Picture shape labeling items
★ ★ ★ ★
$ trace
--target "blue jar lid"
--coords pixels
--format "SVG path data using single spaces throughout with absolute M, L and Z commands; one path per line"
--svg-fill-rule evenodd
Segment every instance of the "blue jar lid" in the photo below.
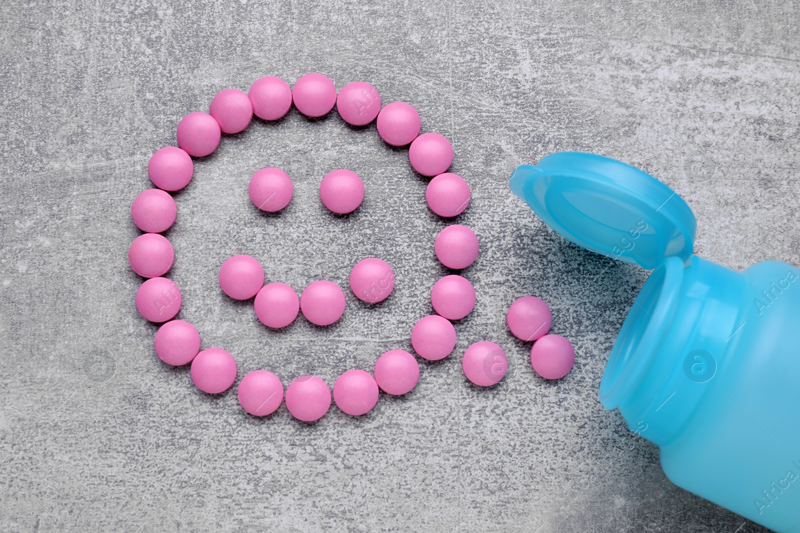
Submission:
M 630 165 L 559 152 L 517 167 L 510 185 L 547 225 L 597 253 L 645 268 L 694 253 L 697 221 L 689 205 Z

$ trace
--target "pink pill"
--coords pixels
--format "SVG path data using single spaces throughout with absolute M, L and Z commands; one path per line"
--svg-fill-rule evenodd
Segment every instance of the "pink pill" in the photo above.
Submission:
M 163 235 L 145 233 L 130 243 L 128 262 L 130 268 L 142 277 L 163 276 L 172 266 L 175 252 Z
M 289 84 L 275 76 L 259 78 L 247 91 L 253 112 L 265 121 L 277 121 L 292 105 L 292 89 Z
M 170 320 L 155 333 L 156 355 L 167 364 L 180 366 L 200 351 L 200 334 L 186 320 Z
M 378 403 L 378 384 L 363 370 L 348 370 L 334 384 L 334 401 L 348 415 L 363 415 Z
M 223 132 L 238 133 L 253 120 L 253 104 L 247 95 L 238 89 L 226 89 L 217 93 L 211 100 L 208 113 L 214 117 Z
M 569 340 L 550 333 L 530 348 L 530 364 L 536 373 L 547 380 L 564 377 L 575 364 L 575 349 Z
M 192 381 L 203 392 L 219 394 L 236 380 L 234 356 L 219 348 L 206 348 L 192 360 Z
M 264 268 L 250 256 L 234 256 L 219 268 L 219 286 L 234 300 L 250 300 L 264 286 Z
M 436 257 L 448 268 L 470 266 L 478 257 L 479 249 L 475 233 L 459 224 L 454 224 L 440 231 L 434 243 Z
M 255 316 L 265 326 L 285 328 L 294 321 L 300 311 L 300 299 L 294 289 L 284 283 L 264 285 L 255 295 Z
M 366 82 L 353 82 L 339 91 L 336 109 L 345 122 L 364 125 L 375 120 L 381 112 L 381 95 Z
M 422 176 L 438 176 L 453 164 L 453 146 L 438 133 L 422 133 L 411 143 L 408 158 Z
M 508 328 L 522 340 L 536 340 L 544 336 L 553 324 L 553 314 L 543 300 L 536 296 L 518 298 L 506 316 Z
M 419 364 L 405 350 L 389 350 L 375 363 L 375 381 L 386 394 L 406 394 L 419 381 Z
M 438 361 L 455 348 L 455 328 L 439 315 L 423 316 L 411 329 L 411 345 L 422 359 Z
M 194 173 L 192 158 L 174 146 L 165 146 L 156 150 L 147 163 L 147 173 L 153 185 L 165 191 L 183 189 L 189 185 Z
M 134 224 L 143 232 L 161 233 L 175 221 L 178 206 L 169 193 L 160 189 L 148 189 L 134 198 L 130 217 Z
M 314 281 L 302 292 L 300 309 L 309 322 L 318 326 L 330 325 L 342 318 L 345 312 L 345 293 L 332 281 Z
M 430 290 L 434 310 L 450 320 L 464 318 L 475 307 L 475 289 L 466 278 L 445 276 Z
M 470 204 L 470 185 L 458 174 L 439 174 L 428 184 L 425 199 L 439 217 L 455 217 Z
M 489 387 L 506 375 L 508 358 L 494 343 L 481 340 L 466 348 L 461 366 L 467 380 L 480 387 Z
M 181 289 L 172 280 L 151 277 L 136 291 L 136 308 L 145 320 L 166 322 L 181 310 Z
M 319 197 L 334 213 L 352 213 L 364 200 L 364 182 L 352 170 L 334 170 L 326 174 L 319 184 Z
M 413 105 L 393 101 L 378 115 L 378 133 L 393 146 L 405 146 L 417 138 L 422 121 Z
M 289 205 L 294 193 L 294 185 L 286 173 L 269 167 L 253 174 L 247 192 L 259 209 L 276 213 Z
M 178 145 L 195 157 L 217 149 L 221 137 L 219 122 L 207 113 L 190 113 L 178 124 Z
M 350 271 L 350 289 L 358 300 L 374 304 L 386 300 L 394 288 L 394 271 L 378 257 L 367 257 Z
M 239 382 L 239 404 L 251 415 L 266 416 L 275 412 L 283 402 L 283 384 L 266 370 L 254 370 Z
M 336 86 L 327 76 L 316 73 L 301 76 L 292 89 L 292 100 L 306 117 L 322 117 L 334 109 Z
M 298 420 L 318 420 L 330 408 L 330 389 L 316 376 L 302 376 L 286 388 L 286 408 Z

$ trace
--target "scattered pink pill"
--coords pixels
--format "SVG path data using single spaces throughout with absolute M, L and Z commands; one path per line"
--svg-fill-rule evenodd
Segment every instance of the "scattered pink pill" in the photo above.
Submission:
M 378 384 L 363 370 L 348 370 L 334 384 L 334 401 L 348 415 L 363 415 L 378 403 Z
M 250 256 L 234 256 L 219 268 L 219 286 L 234 300 L 250 300 L 264 286 L 264 268 Z
M 269 167 L 253 174 L 247 192 L 257 208 L 276 213 L 289 205 L 294 193 L 294 185 L 289 174 L 280 169 Z
M 530 348 L 530 364 L 536 373 L 547 380 L 564 377 L 575 364 L 575 349 L 560 335 L 541 337 Z
M 383 301 L 394 288 L 394 271 L 382 259 L 367 257 L 350 271 L 350 289 L 358 300 L 369 304 Z
M 393 101 L 378 114 L 378 133 L 392 146 L 405 146 L 417 138 L 422 121 L 413 105 Z
M 192 360 L 192 381 L 203 392 L 219 394 L 236 380 L 234 356 L 219 348 L 206 348 Z
M 330 408 L 330 389 L 316 376 L 302 376 L 286 388 L 286 408 L 298 420 L 318 420 Z
M 461 366 L 467 380 L 480 387 L 489 387 L 506 375 L 508 358 L 494 343 L 481 340 L 466 348 Z
M 544 336 L 553 324 L 553 314 L 543 300 L 536 296 L 517 298 L 506 316 L 508 328 L 522 340 Z
M 200 351 L 200 334 L 186 320 L 170 320 L 155 333 L 156 355 L 167 364 L 180 366 L 194 359 Z
M 219 122 L 207 113 L 190 113 L 178 124 L 178 145 L 190 156 L 207 156 L 217 149 L 220 138 Z
M 238 89 L 226 89 L 211 100 L 208 113 L 226 133 L 238 133 L 253 120 L 253 103 Z M 214 150 L 212 150 L 213 152 Z
M 181 310 L 181 289 L 166 277 L 145 280 L 136 291 L 136 308 L 146 320 L 166 322 Z
M 326 174 L 319 184 L 325 207 L 343 215 L 355 211 L 364 200 L 364 182 L 352 170 L 339 169 Z
M 434 310 L 450 320 L 464 318 L 475 307 L 475 289 L 466 278 L 445 276 L 430 290 Z
M 160 189 L 142 191 L 130 205 L 134 224 L 148 233 L 161 233 L 169 229 L 175 221 L 177 213 L 175 201 Z
M 466 268 L 478 258 L 480 245 L 474 231 L 460 224 L 454 224 L 439 232 L 434 249 L 442 265 L 448 268 L 458 269 Z
M 455 348 L 455 328 L 439 315 L 423 316 L 411 329 L 411 345 L 422 359 L 438 361 L 450 354 Z
M 375 363 L 375 381 L 386 394 L 406 394 L 419 381 L 419 364 L 405 350 L 389 350 Z
M 255 295 L 255 316 L 270 328 L 285 328 L 294 321 L 300 310 L 300 299 L 285 283 L 264 285 Z
M 321 280 L 310 284 L 300 296 L 303 316 L 318 326 L 327 326 L 342 318 L 345 293 L 332 281 Z
M 411 143 L 408 158 L 422 176 L 438 176 L 453 164 L 453 146 L 438 133 L 422 133 Z
M 145 233 L 130 243 L 128 262 L 130 268 L 142 277 L 163 276 L 172 266 L 175 252 L 163 235 Z
M 266 416 L 283 403 L 283 384 L 270 372 L 254 370 L 242 378 L 237 396 L 245 411 L 255 416 Z
M 301 76 L 292 89 L 292 100 L 306 117 L 322 117 L 334 109 L 336 86 L 330 78 L 313 73 Z
M 428 207 L 439 217 L 455 217 L 470 204 L 470 185 L 458 174 L 446 172 L 430 180 L 425 191 Z
M 253 103 L 253 112 L 265 121 L 277 121 L 292 105 L 292 89 L 289 84 L 276 76 L 259 78 L 247 91 Z
M 194 164 L 180 148 L 165 146 L 150 157 L 147 173 L 158 189 L 178 191 L 187 185 L 194 173 Z

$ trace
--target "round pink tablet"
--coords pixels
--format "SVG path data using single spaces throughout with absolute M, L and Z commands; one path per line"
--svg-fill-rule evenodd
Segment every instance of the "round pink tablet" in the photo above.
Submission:
M 394 271 L 378 257 L 367 257 L 350 271 L 350 289 L 358 300 L 374 304 L 386 300 L 394 288 Z
M 174 146 L 165 146 L 156 150 L 147 163 L 147 173 L 153 185 L 165 191 L 183 189 L 189 185 L 194 173 L 192 158 Z
M 470 204 L 470 185 L 458 174 L 446 172 L 430 180 L 425 199 L 439 217 L 455 217 Z
M 255 316 L 270 328 L 285 328 L 294 321 L 300 310 L 300 299 L 285 283 L 264 285 L 255 295 Z
M 475 233 L 460 224 L 454 224 L 440 231 L 434 243 L 436 257 L 448 268 L 470 266 L 478 258 L 479 249 Z
M 334 401 L 348 415 L 363 415 L 378 403 L 378 384 L 363 370 L 348 370 L 334 384 Z
M 302 292 L 300 309 L 309 322 L 318 326 L 330 325 L 345 312 L 345 293 L 332 281 L 314 281 Z
M 286 388 L 286 408 L 298 420 L 318 420 L 330 408 L 330 389 L 316 376 L 302 376 Z
M 464 318 L 475 307 L 475 289 L 466 278 L 445 276 L 430 290 L 434 310 L 450 320 Z
M 389 350 L 375 363 L 375 381 L 387 394 L 406 394 L 419 381 L 419 364 L 405 350 Z
M 547 380 L 564 377 L 575 364 L 575 349 L 560 335 L 550 333 L 534 343 L 530 364 L 536 373 Z
M 280 169 L 269 167 L 253 174 L 247 192 L 259 209 L 275 213 L 289 205 L 294 193 L 294 185 L 289 174 Z
M 161 233 L 169 229 L 175 221 L 177 213 L 175 201 L 160 189 L 142 191 L 130 205 L 134 224 L 148 233 Z
M 393 101 L 378 115 L 378 133 L 393 146 L 405 146 L 417 138 L 422 121 L 413 105 Z
M 181 289 L 172 280 L 151 277 L 136 291 L 136 308 L 145 320 L 166 322 L 181 310 Z
M 265 121 L 277 121 L 292 105 L 292 89 L 289 84 L 275 76 L 259 78 L 247 91 L 253 102 L 253 112 Z
M 239 404 L 251 415 L 266 416 L 283 402 L 283 384 L 266 370 L 254 370 L 239 382 Z
M 230 388 L 236 380 L 236 361 L 222 348 L 206 348 L 192 360 L 190 373 L 201 391 L 218 394 Z
M 163 235 L 145 233 L 130 243 L 128 262 L 130 268 L 142 277 L 163 276 L 172 266 L 175 252 Z
M 536 340 L 544 336 L 553 324 L 553 314 L 543 300 L 536 296 L 518 298 L 506 316 L 508 328 L 522 340 Z
M 250 256 L 234 256 L 219 268 L 219 286 L 231 298 L 249 300 L 264 286 L 264 268 Z
M 453 164 L 453 146 L 438 133 L 422 133 L 411 143 L 408 158 L 422 176 L 438 176 Z
M 221 137 L 219 122 L 207 113 L 190 113 L 178 124 L 178 145 L 195 157 L 207 156 L 217 149 Z
M 189 363 L 200 351 L 200 334 L 186 320 L 170 320 L 155 333 L 156 355 L 167 364 Z
M 364 182 L 352 170 L 339 169 L 326 174 L 319 184 L 319 197 L 334 213 L 352 213 L 364 200 Z
M 506 375 L 508 358 L 503 349 L 494 343 L 481 340 L 466 348 L 461 367 L 467 380 L 480 387 L 489 387 Z
M 208 113 L 226 133 L 238 133 L 253 120 L 253 103 L 238 89 L 226 89 L 211 100 Z
M 411 329 L 411 345 L 422 359 L 438 361 L 455 348 L 455 328 L 439 315 L 423 316 Z
M 322 117 L 334 109 L 336 86 L 327 76 L 316 73 L 301 76 L 292 88 L 292 100 L 306 117 Z
M 353 82 L 339 91 L 336 109 L 345 122 L 364 125 L 375 120 L 381 112 L 381 95 L 366 82 Z M 335 388 L 334 393 L 336 393 Z

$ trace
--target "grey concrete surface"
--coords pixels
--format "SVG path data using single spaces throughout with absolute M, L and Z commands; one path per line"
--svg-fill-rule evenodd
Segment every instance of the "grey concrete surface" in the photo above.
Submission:
M 798 4 L 752 1 L 378 4 L 0 4 L 0 530 L 3 531 L 738 531 L 762 527 L 672 485 L 658 451 L 603 410 L 598 387 L 647 276 L 567 243 L 511 195 L 507 177 L 551 152 L 602 153 L 658 177 L 698 218 L 696 251 L 736 269 L 800 265 Z M 188 368 L 161 363 L 156 325 L 136 311 L 126 250 L 131 201 L 150 155 L 181 117 L 227 87 L 307 72 L 341 88 L 372 82 L 450 138 L 474 188 L 458 221 L 482 245 L 465 271 L 478 304 L 454 353 L 422 362 L 417 388 L 354 418 L 314 424 L 285 406 L 246 415 L 235 386 L 210 396 Z M 284 384 L 370 370 L 410 349 L 413 324 L 446 271 L 433 240 L 446 222 L 426 181 L 374 125 L 296 110 L 224 136 L 175 194 L 166 233 L 180 316 L 203 347 L 233 353 L 239 378 Z M 246 193 L 263 166 L 296 183 L 259 213 Z M 366 184 L 354 215 L 316 188 L 346 167 Z M 377 255 L 394 266 L 389 300 L 347 295 L 343 318 L 269 331 L 226 298 L 221 263 L 254 256 L 298 291 L 346 284 Z M 505 312 L 535 294 L 574 344 L 564 379 L 538 378 Z M 488 390 L 459 356 L 491 340 L 510 360 Z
★ ★ ★ ★
The problem: Locate every line in the entries above that contains the string "pill", matching case exactly, and copy each of those lines.

The result:
--target "pink pill"
Segment every instance of the "pink pill" in the photo above.
--target "scattered pink pill"
Segment every instance of the "scattered pink pill" in the photo above.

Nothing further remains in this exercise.